→ **Consignes**: Prolongez l'article sur le différend entre les ministres Amadou Hott et Abdoulaye Daouda Diallo en reprenant après sa dernière phrase.

→ **Texte fourni**:
————————

La scène se passe de commentaires. Elle perturbe la solennité de la réunion hebdomadaire du Conseil des ministres, agace le chef de l’Etat Macky Sall, indispose les membres du gouvernement. Dans la salle Bruno Diatta du Palais de la République, une voix résonne. Un homme crie sa colère. Sa rage, son amertume. Ministre de l’Économie, du plan et de la coopération, Amadou Hott s’en prend (ou)vertement à son collègue des Finances et du budget, Abdoulaye Daouda Diallo. Les deux ministres s’échangent des propos aigres-doux, sous le regard médusé et ahuri du chef de l’Etat qui semble être pris au dépourvu. Macky Sall intervient pour calmer les esprits.
Dans la foulée, il sollicite l’expertise du ministre Amadou Bâ qui a eu à occuper le ministère de l’Economie et des finances, avant d’atterrir au ministère des Affaires des étrangères et des Sénégalais de l’extérieur pour arrondir les angles. Gêné par le spectacle qui s’offre à ses yeux, Amadou Bâ se veut élégant dans sa démarche équidistante. Il ne donne ni raison à l’un, ni tort à l’autre. L’ex-argentier de l’Etat tente de purger l’atmosphère, de remettre tout à zéro. Sa communication est suivie, la bombe désamorcée. Une semaine plus tard, le sujet revient sur la table du Conseil des ministres. Pas pour jouer les prolongations d’un Mortal Kombat dommageable à l’image du gouvernement, mais pour susciter une mise au point du chef de l’Etat. «Le Conseil des ministres est une séance solennelle. Il ne faut pas que ce qui se dit ici se retrouve dans la presse», rappelle furax Macky Sall, outré par la limpidité des comptes rendus que la presse a fait de cet incident le lendemain.
Réunions sectorielles avec Boun Dionne
Depuis, beaucoup d’eau a coulé sous les ponts de ce différend au sommet de l’Etat, mais les postures restent figées, le malaise entier. D’après des sources au cœur de la République, le Président Sall qui s’est retrouvé en pleine réunion du gouvernement à gérer une querelle d’ego entre deux ministres qui se disputent la gestion du pilotage des opérations de levée de fonds comme les Eurobonds, a été obligé de mettre son ex-Premier ministre en tampon entre les deux chef de département.
Le principal objet du conflit – la signature de conventions de financement et des prêts de l’Etat – est pourtant clairement défini. Selon un agent de l’Etat et expert en la matière, le remboursement des dettes doit normalement être géré par le ministère des Finances, alors que le ministère de l’Economie signe les conventions et s’occupe de la coopération. Mais même si les choses semblent évidentes, la pratique ne se passe pas sans heurts. Cela aurait même plongé Amadou Hott et Abdoulaye Daouda Diallo dans une longue et dure épreuve de bras de fer. «Il y a eu plein d’incompréhensions sur ce point et, dans bien des cas, le Président Macky Sall a arbitré», confie l’expert. Pour juguler le mal et éviter l’escalade, le chef de l’Etat a même été obligé, souffle-t-on des arcanes du gouvernement, d’activer Mahammad Boun Abdallah Dionne pour qu’il serve de tampon entre les deux.

————————

→ **Entrées listées**:
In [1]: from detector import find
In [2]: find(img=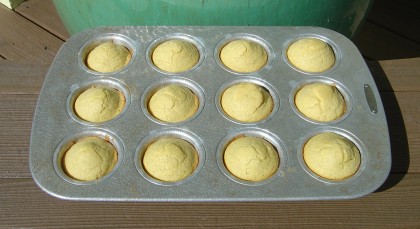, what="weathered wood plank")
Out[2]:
[367,0,420,44]
[15,0,70,40]
[0,174,420,228]
[0,95,34,178]
[0,60,50,95]
[353,22,420,60]
[367,58,420,92]
[0,5,63,63]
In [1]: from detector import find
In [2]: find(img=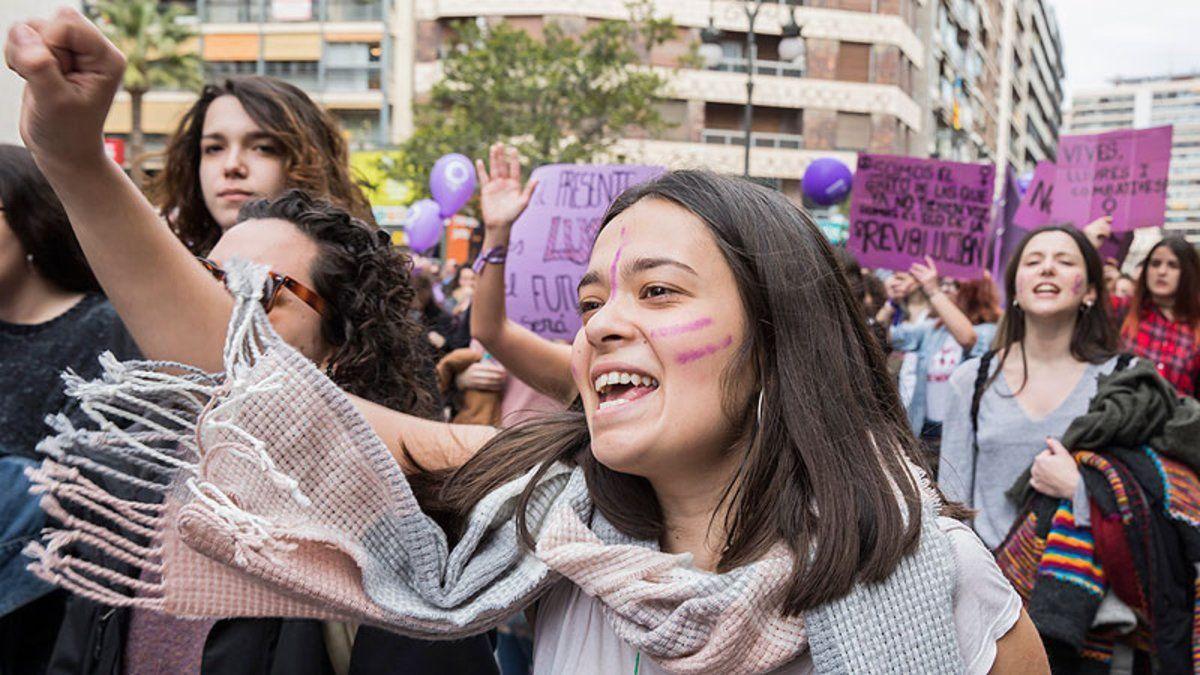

————————

→ **Réponse**:
L’ancien Premier ministre jouerait aujourd’hui le rôle de sapeur-pompier chargé d’éteindre le feu qui couve entre les deux ministères. Pour y arriver, Mahammad Boun Abdallah Dionne tiendrait souvent des réunions sectorielles avec Abdoulaye Daouda Diallo, mais également avec Amadou Hott. Parfois avec les deux ensemble. «C’est lui le relais entre les deux ministres. Il les convoque régulièrement à des rencontres pour harmoniser les positions. Il fait tout son possible pour créer un cadre d’harmonisation avec des réunions de coordination», glisse un membre du cabinet de l’ex-PM. Au delà des hommes, le ministre d’Etat, Secrétaire général de la Présidence de la République est chargé d’éviter que subsistent des goulots d’étranglement entre les deux ministères, des problèmes qui ralentiraient la vitesse d’exécution des projets du chef de l’Etat qui a inscrit son quinquennat sous le sceau du «Fast-track». Un «coaching» important, selon des membres du gouvernement qui révèlent que malgré l’accalmie, la tension est encore vive entre leurs deux collègues.
D’après de hauts dignitaires de l’Etat, le ministre Amadou Hott a toujours dénoncé l’empiètement de Abdoulaye Daouda Diallo sur son champ d’actions. «Il s’est toujours plaint, mais il n’a jamais eu de réponses favorables, c’est pourquoi il a pété les plombs en Conseil des ministres», défend un proche du chef de l’Etat qui prétend avoir discuté des supposés «agissements» de Abdoulaye Daouda Diallo avec Amadou Hott. Le différend entre les deux hommes a longtemps été appréhendé au ministère de l’Economie et du plan.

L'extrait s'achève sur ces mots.